**Excerpted data:**
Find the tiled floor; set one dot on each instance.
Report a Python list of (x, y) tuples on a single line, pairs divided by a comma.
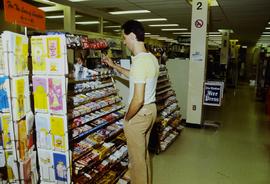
[(237, 153)]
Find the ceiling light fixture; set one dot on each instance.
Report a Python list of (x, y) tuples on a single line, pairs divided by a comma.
[(87, 22), (152, 19), (211, 2), (77, 0), (182, 33), (175, 29), (112, 26), (152, 35), (129, 12), (163, 25), (59, 16), (50, 8)]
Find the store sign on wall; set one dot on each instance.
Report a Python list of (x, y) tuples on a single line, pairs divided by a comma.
[(21, 13), (213, 93)]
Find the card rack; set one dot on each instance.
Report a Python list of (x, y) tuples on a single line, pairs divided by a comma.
[(79, 122), (17, 148)]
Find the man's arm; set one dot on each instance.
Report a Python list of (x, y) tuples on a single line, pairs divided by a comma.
[(137, 100), (108, 61)]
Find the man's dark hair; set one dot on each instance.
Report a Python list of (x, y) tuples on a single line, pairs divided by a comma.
[(133, 26)]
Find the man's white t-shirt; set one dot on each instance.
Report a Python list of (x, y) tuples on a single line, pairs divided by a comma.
[(144, 69)]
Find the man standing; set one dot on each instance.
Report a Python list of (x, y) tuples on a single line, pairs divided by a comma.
[(142, 111)]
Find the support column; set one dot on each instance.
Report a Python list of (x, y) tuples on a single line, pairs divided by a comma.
[(100, 29), (224, 52), (198, 52), (69, 19)]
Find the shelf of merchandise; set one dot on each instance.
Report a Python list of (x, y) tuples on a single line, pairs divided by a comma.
[(168, 122), (79, 120), (17, 148)]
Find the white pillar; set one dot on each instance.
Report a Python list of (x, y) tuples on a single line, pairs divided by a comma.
[(69, 19), (198, 50), (224, 52), (101, 25)]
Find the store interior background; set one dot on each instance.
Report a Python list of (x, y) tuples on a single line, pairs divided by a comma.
[(249, 22)]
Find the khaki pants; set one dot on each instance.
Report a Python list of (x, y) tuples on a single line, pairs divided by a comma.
[(137, 131)]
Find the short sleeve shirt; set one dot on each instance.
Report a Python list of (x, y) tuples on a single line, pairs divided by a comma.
[(144, 69)]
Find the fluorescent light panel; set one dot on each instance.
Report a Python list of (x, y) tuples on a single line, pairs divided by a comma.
[(151, 35), (59, 16), (175, 29), (163, 25), (78, 0), (87, 22), (182, 33), (112, 26), (152, 19), (129, 12), (213, 3)]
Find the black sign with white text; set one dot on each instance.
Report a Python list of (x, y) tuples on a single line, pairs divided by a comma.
[(213, 93)]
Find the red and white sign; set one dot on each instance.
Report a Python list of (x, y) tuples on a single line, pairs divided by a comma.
[(199, 23), (21, 13)]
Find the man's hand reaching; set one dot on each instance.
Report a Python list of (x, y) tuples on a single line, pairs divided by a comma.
[(106, 60)]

**Exercise description:**
Copy every item above word for word, in the same order, and leave the picture out of your copy.

**Full output:**
Find the tiled floor; set one dot on each instance.
Report a Python list of (x, y) tuples on a single line, pairs divided by a comma.
[(237, 153)]
Find the ceiling light fixture; set one dot on each instance.
Report a Python list of (x, y) tuples on a single line, pairs divided by a comma.
[(87, 22), (152, 19), (211, 2), (77, 0), (182, 33), (175, 29), (112, 26), (152, 35), (129, 12), (163, 25), (59, 16), (50, 8)]
Find the store sign on wall; set one dot on each instance.
Report a Python list of (x, y) tuples on a single line, pairs divided by a comma.
[(21, 13), (213, 93)]
Find the card rack; set one dot on each instance.
Report a Python list of (x, y) tuples on a single line, pairs divided by a comma.
[(79, 122), (17, 148)]
Find the man's arm; set one dot on each instance.
Report a Python list of (x, y) tuples on a single line, pairs divided by a comma.
[(137, 100), (108, 61)]
Find the man's dark hair; set one dot on each instance.
Report a Python list of (x, y) tuples on a single line, pairs divided by a comma.
[(133, 26)]
Find the man's white t-shirt; set one dot on each instance.
Report a Python list of (x, y) tuples on a single line, pairs divided by a comma.
[(144, 69)]
Find the man standing; set one dot on each instance.
Report a Python list of (x, y) tuples on a single line, pairs divided by a comma.
[(142, 111)]
Find the support column; set one dot on each instance.
Report a Python list of (x, y) tuples on a single line, pairs divided by a comma.
[(100, 29), (224, 52), (198, 52), (69, 19)]
Find the shelf of merchandise; set one dot on each instance.
Report a Python list of (x, y) tuples on a single line, pairs divided by a comma.
[(168, 122), (79, 120), (17, 148)]
Find the white pillar; set one dot on each instance.
Report a Python list of (x, y) tuples on a single line, pairs divided by a comma.
[(69, 19), (198, 50), (224, 52), (101, 25)]
Find the store interior background; set one dot on each instance.
Report a Python list of (x, y) tuples on a single line, pairs divided by a comma.
[(249, 22)]
Find the khaki pants; set one dot on each instance.
Report a Python list of (x, y) tuples on a single line, pairs divided by a comma.
[(137, 131)]
Find the short sleeve shirt; set one dot on each instance.
Report a Python list of (x, y) tuples on a single line, pairs divided by a comma.
[(144, 69)]
Find the fluorescent light panel; set one dot on each instance.
Report a Python list of (x, y) tuples on a single line, pairs divided by a comma.
[(151, 35), (59, 16), (175, 29), (163, 25), (78, 0), (87, 22), (182, 33), (112, 26), (152, 19), (129, 12), (213, 3)]
Find the black sign with white text; set one dot on each instance.
Report a Python list of (x, y) tuples on a single line, pairs divided by a comma.
[(213, 93)]
Find the red and white sign; set one dot on each instance.
Report a Python list of (x, y) tuples on a single line, pairs divided by a comma.
[(199, 23), (21, 13)]
Find the man's hand reaching; set one dot on each instance.
Report a Python list of (x, y) tuples on a single line, pairs divided by a comma.
[(106, 60)]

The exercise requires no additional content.